== SUPPLIED MATERIAL ==
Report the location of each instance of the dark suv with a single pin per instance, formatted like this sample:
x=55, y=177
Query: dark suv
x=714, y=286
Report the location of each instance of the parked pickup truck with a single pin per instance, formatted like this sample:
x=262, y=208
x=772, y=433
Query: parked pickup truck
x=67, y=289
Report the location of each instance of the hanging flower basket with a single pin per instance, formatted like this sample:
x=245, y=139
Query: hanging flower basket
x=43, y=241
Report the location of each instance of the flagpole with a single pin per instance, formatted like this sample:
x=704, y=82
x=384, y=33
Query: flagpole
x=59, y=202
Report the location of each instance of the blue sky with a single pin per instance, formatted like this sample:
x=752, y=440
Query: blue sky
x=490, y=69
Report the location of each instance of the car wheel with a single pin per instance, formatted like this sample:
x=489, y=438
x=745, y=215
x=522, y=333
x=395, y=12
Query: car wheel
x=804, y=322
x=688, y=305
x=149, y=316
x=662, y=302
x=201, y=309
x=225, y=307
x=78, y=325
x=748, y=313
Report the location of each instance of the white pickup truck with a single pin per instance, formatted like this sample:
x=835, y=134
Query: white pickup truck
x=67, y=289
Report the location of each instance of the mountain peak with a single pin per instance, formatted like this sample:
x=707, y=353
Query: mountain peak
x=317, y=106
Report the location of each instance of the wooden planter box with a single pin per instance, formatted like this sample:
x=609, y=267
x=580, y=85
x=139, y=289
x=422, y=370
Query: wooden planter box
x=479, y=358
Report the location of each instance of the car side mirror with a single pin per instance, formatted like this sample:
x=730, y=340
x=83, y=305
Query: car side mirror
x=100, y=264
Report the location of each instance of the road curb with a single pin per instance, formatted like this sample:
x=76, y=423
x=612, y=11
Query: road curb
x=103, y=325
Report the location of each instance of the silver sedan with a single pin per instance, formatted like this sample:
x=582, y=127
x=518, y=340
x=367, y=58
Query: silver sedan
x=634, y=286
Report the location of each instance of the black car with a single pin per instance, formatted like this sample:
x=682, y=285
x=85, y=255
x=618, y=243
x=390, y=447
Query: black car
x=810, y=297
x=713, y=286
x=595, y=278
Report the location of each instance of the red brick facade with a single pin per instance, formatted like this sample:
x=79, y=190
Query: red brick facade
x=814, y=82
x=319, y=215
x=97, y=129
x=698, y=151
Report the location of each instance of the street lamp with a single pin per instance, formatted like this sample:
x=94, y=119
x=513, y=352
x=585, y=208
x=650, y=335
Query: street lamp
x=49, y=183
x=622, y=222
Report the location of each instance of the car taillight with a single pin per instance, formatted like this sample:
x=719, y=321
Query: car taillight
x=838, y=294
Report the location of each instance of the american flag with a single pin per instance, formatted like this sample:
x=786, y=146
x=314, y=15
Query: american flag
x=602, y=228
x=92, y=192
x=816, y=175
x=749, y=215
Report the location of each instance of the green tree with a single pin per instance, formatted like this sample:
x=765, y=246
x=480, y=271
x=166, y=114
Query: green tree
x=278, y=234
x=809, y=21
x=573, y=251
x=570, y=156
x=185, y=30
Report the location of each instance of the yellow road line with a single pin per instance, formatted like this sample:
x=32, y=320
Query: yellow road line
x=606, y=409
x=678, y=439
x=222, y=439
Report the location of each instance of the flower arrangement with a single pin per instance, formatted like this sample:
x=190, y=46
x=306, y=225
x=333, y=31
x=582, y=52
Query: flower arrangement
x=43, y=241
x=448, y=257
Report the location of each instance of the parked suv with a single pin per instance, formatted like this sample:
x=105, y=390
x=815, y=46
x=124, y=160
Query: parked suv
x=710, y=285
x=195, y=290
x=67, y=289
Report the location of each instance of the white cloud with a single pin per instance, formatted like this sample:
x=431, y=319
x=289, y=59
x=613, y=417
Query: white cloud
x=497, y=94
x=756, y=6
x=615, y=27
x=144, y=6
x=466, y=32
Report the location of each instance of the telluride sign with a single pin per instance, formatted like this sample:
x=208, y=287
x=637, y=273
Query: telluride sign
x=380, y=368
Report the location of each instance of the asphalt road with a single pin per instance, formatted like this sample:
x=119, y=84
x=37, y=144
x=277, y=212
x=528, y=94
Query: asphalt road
===
**JOB:**
Please render the records above as a Markdown table with two columns, Row and Line: one table row for each line, numbered in order, with blank lines left out.

**OUTPUT FOR THIS EXERCISE:**
| Row | Line |
|---|---|
| 1 | Report the location of each instance of the dark suv with a single pin per instance, formatted like this sample: |
| 2 | x=55, y=177 |
| 3 | Query: dark suv |
| 4 | x=714, y=286 |
| 5 | Report the location of each instance of the parked pickup truck with a single pin per instance, formatted like this sample: |
| 6 | x=262, y=208 |
| 7 | x=772, y=433 |
| 8 | Query: parked pickup truck |
| 9 | x=67, y=289 |
| 10 | Report the location of each instance of the hanging flower basket with a single pin per instance, formatted like this sample: |
| 11 | x=245, y=139 |
| 12 | Query: hanging flower basket |
| 13 | x=43, y=241 |
| 14 | Report the location of each instance of the flagpole with a single pin per instance, formatted like this sample: |
| 15 | x=704, y=82 |
| 16 | x=384, y=33 |
| 17 | Query: flagpole |
| 18 | x=59, y=202 |
| 19 | Report the location of each instance of the blue sky with a single pin per instance, formatted like this sample: |
| 20 | x=752, y=440 |
| 21 | Query: blue sky |
| 22 | x=490, y=69 |
| 23 | Report the location of each instance of the car wheel with a single pin per instance, formatted like this sample: |
| 24 | x=489, y=438 |
| 25 | x=745, y=215 |
| 26 | x=522, y=333 |
| 27 | x=395, y=12 |
| 28 | Query: car wheel |
| 29 | x=804, y=322 |
| 30 | x=688, y=305 |
| 31 | x=149, y=316 |
| 32 | x=662, y=302 |
| 33 | x=201, y=309 |
| 34 | x=225, y=307 |
| 35 | x=78, y=325 |
| 36 | x=748, y=313 |
| 37 | Report the location of each instance of the white pickup truck with a single pin per instance, formatted like this sample: |
| 38 | x=835, y=134 |
| 39 | Query: white pickup truck |
| 40 | x=67, y=289 |
| 41 | Report the location of each instance of the mountain peak with a single pin per instance, formatted like this sample: |
| 42 | x=707, y=353 |
| 43 | Query: mountain peak |
| 44 | x=317, y=106 |
| 45 | Report the location of each instance of the wooden planter box with a single pin per instance, formatted like this sample: |
| 46 | x=609, y=267 |
| 47 | x=580, y=85 |
| 48 | x=139, y=289 |
| 49 | x=422, y=370 |
| 50 | Query: wooden planter box |
| 51 | x=479, y=358 |
| 52 | Report the location of each instance of the car side mirror with a single pin per instance, formatted like this sample: |
| 53 | x=730, y=340 |
| 54 | x=83, y=305 |
| 55 | Query: car side mirror |
| 56 | x=100, y=264 |
| 57 | Report the location of each instance of the road curb with a single pin per instance, formatted like this sample: |
| 58 | x=76, y=423 |
| 59 | x=612, y=11 |
| 60 | Query: road curb |
| 61 | x=103, y=325 |
| 62 | Report the location of each instance of the silver sedan with a single pin per instance, formatted like this sample: |
| 63 | x=582, y=127 |
| 64 | x=518, y=340 |
| 65 | x=367, y=58 |
| 66 | Query: silver sedan |
| 67 | x=634, y=286 |
| 68 | Report the location of each instance of the black car with a single pin per instance, formatted like this sample: |
| 69 | x=682, y=285 |
| 70 | x=85, y=255 |
| 71 | x=618, y=243 |
| 72 | x=390, y=447 |
| 73 | Query: black car |
| 74 | x=810, y=297 |
| 75 | x=713, y=286 |
| 76 | x=595, y=278 |
| 77 | Report the location of each instance of the red brick facade with a single pin per instance, formatted like this sample: |
| 78 | x=79, y=190 |
| 79 | Query: red brick facade |
| 80 | x=814, y=82 |
| 81 | x=319, y=215 |
| 82 | x=97, y=129 |
| 83 | x=698, y=151 |
| 84 | Report the location of each instance of the street lamp with a single pin per instance, formatted like this sample: |
| 85 | x=94, y=119 |
| 86 | x=513, y=352 |
| 87 | x=585, y=208 |
| 88 | x=650, y=335 |
| 89 | Query: street lamp |
| 90 | x=49, y=183 |
| 91 | x=622, y=222 |
| 92 | Report the location of each instance of the car taillight with a single pin per instance, formatted like this sample: |
| 93 | x=719, y=321 |
| 94 | Query: car taillight |
| 95 | x=838, y=294 |
| 96 | Report the location of each instance of the american flag with a single pin per instance, formatted like this sample: |
| 97 | x=786, y=146 |
| 98 | x=314, y=15 |
| 99 | Query: american flag |
| 100 | x=602, y=228 |
| 101 | x=92, y=192 |
| 102 | x=816, y=175 |
| 103 | x=749, y=215 |
| 104 | Report the location of each instance of the green tree with a single pin per instance, formatted like this sample: |
| 105 | x=765, y=246 |
| 106 | x=480, y=271 |
| 107 | x=166, y=114 |
| 108 | Query: green tree |
| 109 | x=278, y=234 |
| 110 | x=809, y=21 |
| 111 | x=573, y=251 |
| 112 | x=570, y=156 |
| 113 | x=185, y=30 |
| 114 | Report the location of each instance of the yellow road line with a single pin per instance, formatted like this sample: |
| 115 | x=32, y=320 |
| 116 | Query: yellow road line |
| 117 | x=606, y=409 |
| 118 | x=678, y=439 |
| 119 | x=222, y=439 |
| 120 | Report the location of each instance of the flower arrangement with a single pin per instance, formatted like this sample: |
| 121 | x=190, y=46 |
| 122 | x=306, y=225 |
| 123 | x=333, y=31 |
| 124 | x=582, y=52 |
| 125 | Query: flower arrangement |
| 126 | x=43, y=241 |
| 127 | x=448, y=257 |
| 128 | Report the location of each instance of the parked suv with a single pin per instance, formatted like this sample: |
| 129 | x=105, y=390 |
| 130 | x=815, y=46 |
| 131 | x=124, y=160 |
| 132 | Query: parked suv |
| 133 | x=710, y=285 |
| 134 | x=195, y=290 |
| 135 | x=67, y=289 |
| 136 | Report the location of each instance of the white cloud with a single pin per instance, formatted like this sample: |
| 137 | x=431, y=319 |
| 138 | x=289, y=59 |
| 139 | x=613, y=417 |
| 140 | Query: white cloud |
| 141 | x=497, y=94 |
| 142 | x=756, y=6 |
| 143 | x=615, y=27 |
| 144 | x=144, y=6 |
| 145 | x=466, y=32 |
| 146 | Report the location of each instance of the telluride sign with a single pin per instance, formatted like this sample: |
| 147 | x=208, y=287 |
| 148 | x=637, y=273 |
| 149 | Query: telluride sign |
| 150 | x=380, y=368 |
| 151 | Report the location of each instance of the asphalt road with a single pin per instance, formatted like this sample: |
| 152 | x=119, y=84 |
| 153 | x=37, y=144 |
| 154 | x=277, y=212 |
| 155 | x=528, y=94 |
| 156 | Query: asphalt road |